═════ The input ═════

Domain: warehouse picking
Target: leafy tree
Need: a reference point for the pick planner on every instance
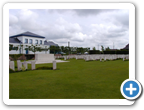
(11, 47)
(94, 48)
(33, 48)
(107, 49)
(102, 48)
(62, 48)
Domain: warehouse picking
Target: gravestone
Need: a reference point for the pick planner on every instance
(64, 57)
(11, 65)
(54, 65)
(100, 58)
(19, 65)
(105, 58)
(33, 65)
(25, 64)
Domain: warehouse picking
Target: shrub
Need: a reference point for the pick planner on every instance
(23, 68)
(11, 70)
(44, 68)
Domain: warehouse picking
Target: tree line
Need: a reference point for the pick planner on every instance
(53, 49)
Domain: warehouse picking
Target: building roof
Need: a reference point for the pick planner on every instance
(50, 43)
(14, 40)
(30, 34)
(126, 47)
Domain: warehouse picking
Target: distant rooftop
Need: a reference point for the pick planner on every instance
(14, 40)
(30, 34)
(126, 47)
(50, 43)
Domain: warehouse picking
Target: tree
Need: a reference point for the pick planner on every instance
(94, 48)
(102, 48)
(11, 47)
(62, 48)
(107, 49)
(34, 48)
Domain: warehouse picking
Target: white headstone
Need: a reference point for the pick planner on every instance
(25, 64)
(33, 65)
(54, 65)
(11, 65)
(64, 57)
(19, 65)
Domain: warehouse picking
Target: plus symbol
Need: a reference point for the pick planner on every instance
(131, 89)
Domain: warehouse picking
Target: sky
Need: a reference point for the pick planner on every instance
(81, 27)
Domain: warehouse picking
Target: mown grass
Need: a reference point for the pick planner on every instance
(76, 79)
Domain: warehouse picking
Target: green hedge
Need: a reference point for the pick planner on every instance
(94, 52)
(117, 52)
(15, 56)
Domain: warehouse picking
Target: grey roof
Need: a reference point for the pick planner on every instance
(28, 34)
(50, 43)
(126, 47)
(14, 40)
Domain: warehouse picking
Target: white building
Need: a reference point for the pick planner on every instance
(28, 39)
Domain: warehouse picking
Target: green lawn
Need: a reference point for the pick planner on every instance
(76, 79)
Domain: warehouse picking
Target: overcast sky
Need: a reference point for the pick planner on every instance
(82, 27)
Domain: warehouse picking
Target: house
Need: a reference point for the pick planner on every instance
(27, 39)
(126, 47)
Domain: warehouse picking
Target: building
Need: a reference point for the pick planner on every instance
(27, 39)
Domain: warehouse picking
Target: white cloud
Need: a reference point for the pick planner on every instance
(84, 28)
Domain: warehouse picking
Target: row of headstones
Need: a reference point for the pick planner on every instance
(19, 65)
(94, 57)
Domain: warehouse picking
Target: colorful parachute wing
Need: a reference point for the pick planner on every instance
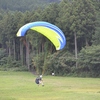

═════

**Brief:** How many lines of the listing above contain the word "tree"? Reply with the number alone.

**Correct output:** 3